[Text segment]:

** BEGIN **

STROUD: You know, I’d just like to comment at this point that one of the founding members of the group is Tipper Gore, the wife of Senator Albert Gore, who happens to be the co-sponsor of the legislation against antipiracy laws for the music industry. Senator Gore is on the side of the music industry, okay? So I mean, I don’t think that there’s any kind of—
ZAPPA: I don’t speak for the music industry. I am a parent who is concerned about his children and the First Amendment. The music industry has sold out the singers, the songwriters and the retailers by bending over for you guys and voluntarily putting on any kind of a sticker.
STSTROUD What’s happening is that in the music industry right now there is labeling, but it’s inconsistent. It is not uniform, it is not standard. I think what the Parents Music Resource Center would like to see is some sort of uniform codes so that what is offensive for Warner Brothers records is offensive for Atlantic and offensive for Columbia .... this album—this is an album by W.A.S.P., okay. W.A.S.P. has just signed a contract with Capitol Records for $1 1/2 million. Here is their album.... Is this the kind of album that you want your child to come home with? No. What about Motley Crue? Motley Crue has albums that sell double platinum albums which talk about killing, not a woman, but a whore. I can taste the hate.
KOPPEL: ...So what’s the final point. Let’s wrap it up. Go ahead.

** END **

[Dataset section]:
** BEGIN **

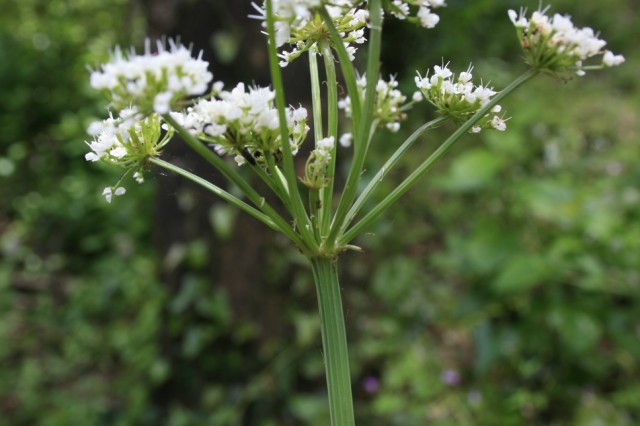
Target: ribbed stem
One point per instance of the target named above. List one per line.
(334, 341)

** END **

[Problem set]:
(1) List every record company named in the music labeling transcript.
(2) According to the music labeling transcript, who is Tipper Gore's husband?
(3) Extend the music labeling transcript from its last line.

[Task responses]:
(1) Warner Brothers, Atlantic, Columbia, Capitol Records

(2) Senator Albert Gore.

(3)
STROUD: The final point is that children should be educated by their parents, not by rock stars, and that parents have the responsibility to raise their children to understand that love is a tender and caring emotion, not one that destroys and defiles. We don’t want to drag our children’s minds through the mud; we want to enlighten them and ennoble them... On the rating system.. something has to be done. A line has been crossed and the rock industry has gone too far. I think that they admit that they’ve gone too far, and it’s time for some self-restraint.
ZAPPA: I think that you should remember, no one is holding a gun to anyone’s head saying you must listen to “I F-U-blah, blah, blah Like a Beast” or “Sugar Walls.” You are not obliged to buy this material. There is plenty of instrumental music with no words at all. If you don’t want to have your children exposed to anything that you think is dangerous, try classical music, try jazz, try putting music education back in the schools so kids know that there is another form of music other than rock ’n’ roll. You don’t get very much exposure for other types. So I think there’s an educational problem involved, and you don’t need to go to the extreme of censorship and violating the civil rights of people who are not children.
KOPPEL: All right. I thank all of your for joining us tonight. Interesting discussion... I’m Ted Koppel in Washington. For all of us here at ABC News, good night.
At last Thursday’s hearing before the U.S. Commerce Committee, the following dialogue was uttered:
“[The music in question] does not have any redeeming social value. It’s outrageous filth, and we’ve got to do something about it. If I could find some way to do away with it constitutionally, I would.”
—Sen. Ernest Hollings (D-S.C.)
“Taken as a whole, the complete list of PMRC demands reads like an instruction manual for some sinister kind of ‘toilet training program’ to housebreak all composers and performers because of the lyrics of a few.”
“I’m opposed to any kind of rating system, voluntary or otherwise.”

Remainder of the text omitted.